ACTION ITEM:
Each and every line below goes into your answer unchanged, but leave out the images.

EXERCISE MATERIAL:
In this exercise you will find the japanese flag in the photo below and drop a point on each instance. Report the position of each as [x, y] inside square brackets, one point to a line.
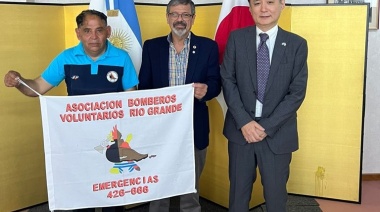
[234, 14]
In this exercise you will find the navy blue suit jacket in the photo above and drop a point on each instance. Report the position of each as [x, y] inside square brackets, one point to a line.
[203, 67]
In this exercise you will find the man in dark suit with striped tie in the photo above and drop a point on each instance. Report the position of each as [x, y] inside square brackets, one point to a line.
[264, 77]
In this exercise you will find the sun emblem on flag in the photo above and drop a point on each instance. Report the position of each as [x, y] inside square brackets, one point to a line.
[121, 39]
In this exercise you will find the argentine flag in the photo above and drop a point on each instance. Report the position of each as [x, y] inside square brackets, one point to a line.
[125, 29]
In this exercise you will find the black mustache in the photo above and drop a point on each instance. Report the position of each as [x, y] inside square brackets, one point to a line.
[180, 23]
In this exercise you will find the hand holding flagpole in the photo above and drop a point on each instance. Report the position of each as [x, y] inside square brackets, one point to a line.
[26, 85]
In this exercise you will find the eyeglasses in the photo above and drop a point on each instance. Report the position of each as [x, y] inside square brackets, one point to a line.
[184, 16]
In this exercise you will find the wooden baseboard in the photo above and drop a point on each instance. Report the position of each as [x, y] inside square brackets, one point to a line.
[370, 177]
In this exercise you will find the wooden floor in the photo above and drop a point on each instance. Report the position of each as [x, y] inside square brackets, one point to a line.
[370, 200]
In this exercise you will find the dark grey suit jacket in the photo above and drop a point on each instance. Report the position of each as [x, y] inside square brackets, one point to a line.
[284, 92]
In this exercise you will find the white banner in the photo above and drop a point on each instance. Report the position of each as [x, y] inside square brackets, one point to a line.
[118, 148]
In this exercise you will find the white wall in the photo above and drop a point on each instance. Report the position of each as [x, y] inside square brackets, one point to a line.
[371, 146]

ANSWER TO THE EXERCISE:
In this exercise you will find the japanese flag in the photo below and drop a point on each instance. Report the position of each as [x, y] inside square brackets, one point to a line.
[234, 14]
In this exercise you will find the navy blue suit jacket in the photo above and drop a point on each instance. Report the position of each as [x, y] inside square brackets, one point to a line.
[203, 67]
In this exercise you will find the man in dark suit with striped tie in the photo above and drop a point on each instance. Report the position of each as [x, y] inside square brackets, one point to a line.
[264, 77]
In this exercise you will find the sun emblem on flag in the photo above and drop a point on each instance. Report the position of each as [x, y] inside square brackets, one point to a line.
[121, 39]
In this exercise you will find the argentine flag in the photo above and drop a point on each instance. Report the position of each as [x, y] inside square brackets, one point to a line.
[125, 29]
In this exercise you will find the black mustache in the photo above and drop a point on each instance. Report the position of each as [x, y] inside square brackets, one point to a line.
[180, 23]
In this exercise you will find the hand holding flagpole in the photo above and drop a point on each instance. Report the position of each as [x, y] inside square brackets, one point to a line.
[26, 85]
In this exercise you will find the eyeglasses in the photo above and drop a point on each instance. Report the position of each as [x, y] inside square brackets, one point to a line.
[184, 16]
In this exercise you will find the wooden baseboard in the photo above and drop a point on each instance. Report the position of each as [x, y] inside square brackets, one point to a line.
[370, 177]
In this exercise you will find the wooden floor in the photo above and drop a point on each instance. Report the position of each as [x, y] inside square brackets, one point to a line.
[370, 200]
In this exercise you will find the dark grey suit jacket in the photo above and drop a point on each instance. Report the position of each as [x, y] inside square brackets, one point to a line.
[284, 92]
In this exercise you will find the white banner in the photo above and drop a point on each instance. Report the position of each as [x, y] inside square brackets, one point to a line.
[118, 148]
In this exercise you will find the white wall in the photo above and drop a point on each instance. Report the position of each as [x, y] inside square brackets, one point to a line.
[371, 146]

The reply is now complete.